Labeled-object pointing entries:
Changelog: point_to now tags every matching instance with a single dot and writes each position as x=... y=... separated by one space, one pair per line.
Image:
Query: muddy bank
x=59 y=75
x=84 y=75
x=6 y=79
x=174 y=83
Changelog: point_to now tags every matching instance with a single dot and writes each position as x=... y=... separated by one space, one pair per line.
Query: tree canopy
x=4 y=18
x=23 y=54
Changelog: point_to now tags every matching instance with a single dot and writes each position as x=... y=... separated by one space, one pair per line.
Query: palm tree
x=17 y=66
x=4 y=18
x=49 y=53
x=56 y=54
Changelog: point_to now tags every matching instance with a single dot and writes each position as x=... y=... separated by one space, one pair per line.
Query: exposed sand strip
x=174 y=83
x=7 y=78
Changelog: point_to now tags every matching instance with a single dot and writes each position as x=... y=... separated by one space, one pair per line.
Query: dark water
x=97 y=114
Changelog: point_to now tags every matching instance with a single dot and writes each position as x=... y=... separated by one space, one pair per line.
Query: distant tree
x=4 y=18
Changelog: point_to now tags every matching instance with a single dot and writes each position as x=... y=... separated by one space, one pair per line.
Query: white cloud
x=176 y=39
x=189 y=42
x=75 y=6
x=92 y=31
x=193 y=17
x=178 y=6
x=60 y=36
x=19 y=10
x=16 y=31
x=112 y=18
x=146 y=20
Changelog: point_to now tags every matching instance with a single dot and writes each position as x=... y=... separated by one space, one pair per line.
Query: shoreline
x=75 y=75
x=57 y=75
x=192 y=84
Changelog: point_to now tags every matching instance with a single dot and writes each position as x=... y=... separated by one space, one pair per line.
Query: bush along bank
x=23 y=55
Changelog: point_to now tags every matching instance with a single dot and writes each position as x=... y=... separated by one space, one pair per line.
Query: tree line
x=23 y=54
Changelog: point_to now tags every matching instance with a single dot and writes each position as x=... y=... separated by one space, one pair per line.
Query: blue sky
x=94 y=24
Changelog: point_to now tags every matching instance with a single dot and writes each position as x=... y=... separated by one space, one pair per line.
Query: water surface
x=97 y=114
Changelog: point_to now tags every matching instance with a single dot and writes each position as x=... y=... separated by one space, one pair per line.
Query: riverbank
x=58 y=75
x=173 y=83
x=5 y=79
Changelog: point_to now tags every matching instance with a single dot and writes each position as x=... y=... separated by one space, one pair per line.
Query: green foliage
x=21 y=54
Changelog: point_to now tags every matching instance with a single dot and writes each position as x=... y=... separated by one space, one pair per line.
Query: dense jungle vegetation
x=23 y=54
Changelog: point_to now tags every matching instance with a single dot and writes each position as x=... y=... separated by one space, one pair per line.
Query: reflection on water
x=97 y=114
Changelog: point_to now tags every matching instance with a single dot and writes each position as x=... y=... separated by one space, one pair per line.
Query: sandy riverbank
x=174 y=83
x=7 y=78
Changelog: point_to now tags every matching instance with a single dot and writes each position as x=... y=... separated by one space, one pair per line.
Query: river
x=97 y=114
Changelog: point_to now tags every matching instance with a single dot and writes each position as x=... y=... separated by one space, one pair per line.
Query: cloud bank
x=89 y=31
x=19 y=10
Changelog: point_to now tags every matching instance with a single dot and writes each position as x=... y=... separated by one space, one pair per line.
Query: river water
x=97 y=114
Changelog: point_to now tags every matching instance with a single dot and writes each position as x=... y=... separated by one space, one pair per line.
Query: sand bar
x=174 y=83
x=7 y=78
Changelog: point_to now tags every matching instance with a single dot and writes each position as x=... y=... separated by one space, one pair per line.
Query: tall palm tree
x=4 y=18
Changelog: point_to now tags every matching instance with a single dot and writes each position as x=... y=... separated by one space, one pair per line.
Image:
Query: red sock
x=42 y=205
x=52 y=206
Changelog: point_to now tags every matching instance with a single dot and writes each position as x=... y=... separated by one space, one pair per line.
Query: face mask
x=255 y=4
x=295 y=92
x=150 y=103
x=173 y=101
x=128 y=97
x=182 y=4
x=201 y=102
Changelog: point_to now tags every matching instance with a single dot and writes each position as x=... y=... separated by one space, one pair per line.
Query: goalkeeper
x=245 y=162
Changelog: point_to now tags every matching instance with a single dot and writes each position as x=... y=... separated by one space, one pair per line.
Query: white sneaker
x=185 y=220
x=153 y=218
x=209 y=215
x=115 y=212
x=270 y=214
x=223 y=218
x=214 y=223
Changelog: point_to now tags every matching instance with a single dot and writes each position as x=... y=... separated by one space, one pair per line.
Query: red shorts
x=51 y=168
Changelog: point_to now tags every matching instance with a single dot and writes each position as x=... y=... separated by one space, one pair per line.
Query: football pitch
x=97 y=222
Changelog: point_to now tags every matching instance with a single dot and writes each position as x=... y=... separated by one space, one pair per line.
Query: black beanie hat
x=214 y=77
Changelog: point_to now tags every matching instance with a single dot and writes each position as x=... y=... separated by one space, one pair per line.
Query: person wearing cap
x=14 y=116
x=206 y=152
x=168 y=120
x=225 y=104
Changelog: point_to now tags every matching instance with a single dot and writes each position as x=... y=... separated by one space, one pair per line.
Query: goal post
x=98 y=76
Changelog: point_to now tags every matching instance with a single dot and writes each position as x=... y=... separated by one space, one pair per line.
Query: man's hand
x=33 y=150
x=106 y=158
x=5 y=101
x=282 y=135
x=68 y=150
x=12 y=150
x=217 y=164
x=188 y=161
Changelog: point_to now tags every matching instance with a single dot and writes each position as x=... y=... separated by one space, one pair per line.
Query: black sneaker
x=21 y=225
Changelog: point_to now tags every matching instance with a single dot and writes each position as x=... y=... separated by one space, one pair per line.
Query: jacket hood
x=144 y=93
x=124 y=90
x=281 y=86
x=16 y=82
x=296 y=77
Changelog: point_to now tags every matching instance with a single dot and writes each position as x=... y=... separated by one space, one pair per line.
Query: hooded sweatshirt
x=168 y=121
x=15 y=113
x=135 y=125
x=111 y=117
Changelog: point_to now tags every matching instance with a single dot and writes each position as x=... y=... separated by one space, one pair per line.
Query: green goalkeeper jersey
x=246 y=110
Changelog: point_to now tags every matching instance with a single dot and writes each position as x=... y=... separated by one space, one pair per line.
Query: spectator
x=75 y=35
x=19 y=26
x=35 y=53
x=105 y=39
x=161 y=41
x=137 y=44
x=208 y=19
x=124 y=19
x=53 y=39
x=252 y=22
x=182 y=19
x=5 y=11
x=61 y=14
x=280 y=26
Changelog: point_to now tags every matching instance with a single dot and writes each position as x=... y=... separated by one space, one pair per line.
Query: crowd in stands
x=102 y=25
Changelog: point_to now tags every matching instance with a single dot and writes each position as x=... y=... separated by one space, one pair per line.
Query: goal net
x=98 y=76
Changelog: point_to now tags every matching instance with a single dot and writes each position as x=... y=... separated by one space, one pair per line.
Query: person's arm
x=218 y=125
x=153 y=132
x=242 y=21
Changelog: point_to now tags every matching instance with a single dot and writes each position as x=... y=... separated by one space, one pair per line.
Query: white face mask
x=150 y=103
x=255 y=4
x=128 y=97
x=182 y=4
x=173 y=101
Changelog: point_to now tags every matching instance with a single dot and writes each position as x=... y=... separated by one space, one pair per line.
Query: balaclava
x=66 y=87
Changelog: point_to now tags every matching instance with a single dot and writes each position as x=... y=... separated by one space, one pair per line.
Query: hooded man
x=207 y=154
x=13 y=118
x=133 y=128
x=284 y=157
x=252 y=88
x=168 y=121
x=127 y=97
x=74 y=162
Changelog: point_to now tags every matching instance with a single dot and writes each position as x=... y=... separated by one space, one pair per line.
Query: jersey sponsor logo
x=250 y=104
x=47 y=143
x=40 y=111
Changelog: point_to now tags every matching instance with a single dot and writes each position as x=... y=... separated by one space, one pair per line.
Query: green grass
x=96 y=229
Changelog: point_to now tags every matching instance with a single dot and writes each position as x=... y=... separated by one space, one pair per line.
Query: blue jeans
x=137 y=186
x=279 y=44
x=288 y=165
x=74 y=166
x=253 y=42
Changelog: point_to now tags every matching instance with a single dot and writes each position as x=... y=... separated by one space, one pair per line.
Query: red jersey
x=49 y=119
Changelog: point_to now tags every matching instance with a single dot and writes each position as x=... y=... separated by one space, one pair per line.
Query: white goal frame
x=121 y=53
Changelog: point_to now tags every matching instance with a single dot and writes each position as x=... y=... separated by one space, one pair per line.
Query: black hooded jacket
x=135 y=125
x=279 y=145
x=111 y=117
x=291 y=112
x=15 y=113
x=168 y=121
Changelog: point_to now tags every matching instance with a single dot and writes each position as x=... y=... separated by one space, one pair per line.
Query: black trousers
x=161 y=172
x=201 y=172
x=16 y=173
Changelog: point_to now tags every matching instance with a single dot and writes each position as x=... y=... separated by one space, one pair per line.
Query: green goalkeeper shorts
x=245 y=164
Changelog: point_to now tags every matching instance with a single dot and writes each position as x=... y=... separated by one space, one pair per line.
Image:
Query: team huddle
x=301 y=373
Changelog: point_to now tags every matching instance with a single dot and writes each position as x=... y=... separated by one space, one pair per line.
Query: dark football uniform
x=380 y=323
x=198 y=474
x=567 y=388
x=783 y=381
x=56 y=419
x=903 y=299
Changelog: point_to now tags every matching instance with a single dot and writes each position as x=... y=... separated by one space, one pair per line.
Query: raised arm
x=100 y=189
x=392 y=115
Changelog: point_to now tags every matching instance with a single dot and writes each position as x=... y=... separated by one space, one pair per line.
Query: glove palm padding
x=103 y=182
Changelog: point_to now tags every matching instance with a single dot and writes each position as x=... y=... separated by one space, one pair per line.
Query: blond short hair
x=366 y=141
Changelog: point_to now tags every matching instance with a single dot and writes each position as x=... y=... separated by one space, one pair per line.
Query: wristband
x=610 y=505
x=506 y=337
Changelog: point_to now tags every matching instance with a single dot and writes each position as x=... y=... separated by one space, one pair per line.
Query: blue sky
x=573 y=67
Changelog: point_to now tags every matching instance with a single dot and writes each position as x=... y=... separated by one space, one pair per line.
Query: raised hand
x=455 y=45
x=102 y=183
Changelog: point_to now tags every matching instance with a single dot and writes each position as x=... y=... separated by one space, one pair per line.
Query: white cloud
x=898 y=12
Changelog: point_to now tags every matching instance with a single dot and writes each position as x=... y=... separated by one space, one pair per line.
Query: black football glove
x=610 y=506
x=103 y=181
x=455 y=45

Work to be completed:
Find every line in the data that contains the string "shorts", matching case exactly, and copy each one.

Complete response:
Query: red shorts
Query: green goalkeeper shorts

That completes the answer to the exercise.